═══ Excerpt ═══

When Eskridge was first convicted, the supervised-release statute provided that a defendant whose release was revoked could not be reimprisoned for more than two years if the offense of conviction was merely a Class C or Class D felony; Eskridge had been convicted of one of each. 18 U.S.C. § 3583(e)(3) (1988 Supp. IV). This ceiling applied, moreover, to the aggregate of reimprisonments based on multiple revocations. United States v. Beals, 87 F.3d 854, 857-58 (7th Cir. 1996), overruled on other grounds by United States v. Withers, 128 F.3d 1167 (7th Cir. 1997); United States v. Merced, 263 F.3d 34, 37 (2d Cir. 2001) (per curiam); United States v. Brings Plenty, 188 F.3d 1051, 1053 (8th Cir. 1999) (per curiam). Before his latest revocation, Eskridge had served 14 months in prison for his previous revocations, and so, since two years equals 24 months, he could not be sentenced to more than 10 months for the third revocation. Or so it might seem. But there is a wrinkle. To straighten it out will require a brief excursus into an esoteric corner of federal criminal procedure.

═══

= Set problem =
Continue the passage on Eskridge's supervised-release revocation, starting right after its final sentence.

═══ Information supplied ═══

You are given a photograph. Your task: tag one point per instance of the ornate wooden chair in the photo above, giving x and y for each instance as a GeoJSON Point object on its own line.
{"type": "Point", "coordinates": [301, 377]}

═══

= Task result =
Congress in 1994 ordained that upon revoking a term of supervised release, the district court could impose a prison term followed by more supervised release. 18 U.S.C. § 3583(h). Eskridge was originally sentenced in 1992, however, and in Johnson v. United States, 529 U.S. 694, 120 S.Ct. 1795, 146 L.Ed.2d 727 (2000), the Supreme Court held that section 3583(h) could not be applied retroactively. But the Court also held that upon revocation of a term of supervised release imposed prior to the enactment of that statute, the district court could impose a term of reimprisonment and a further term of supervised release, provided that the sum of the terms did not exceed the original term of supervised release. When as in this case supervised release is revoked and the defendant reimprisoned, he gets no credit for time previously served on supervised release. 18 U.S.C. § 3583(e)(3) (1988 Supp. IV); United States v. Withers, supra, 128 F.3d at 1169 n. 3. So while Eskridge was entitled to 14 months' credit for the reimprisonment time that he served, he was entitled to no credit for the portion of the 36 months of supervised release that he had served before revocation. The same is true with respect to the portions of the 26-month and 12-month terms of supervised release that he served after the first and second revocations, respectively, before they were also revoked. And so the judge was entitled to impose those terms, even though the sum of them plus the 14 months of reimprisonment exceeded the original term of supervised release (52 36).
But here is the problem. When Eskridge's supervised release was first revoked in 2002, the district judge was revoking concurrent terms of supervised release because that is what he had imposed in his original sentencing. But when he then sentenced Eskridge to 26 more months of supervised release, he did not indicate in the judgment order whether these were two (concurrent) terms or one term. In 2004, he imposed concurrent terms of supervised release but this was proper only if he was revoking two terms rather than one. When 2005 arrived and the judge again revoked supervised release, if he was revoking only one term of supervised release he could reimprison Eskridge for only 10 more months because Eskridge had already served 14 months of reimprisonment. For remember that the maximum reimprisonment, regardless of the number of revocations of supervised release, is 24 months.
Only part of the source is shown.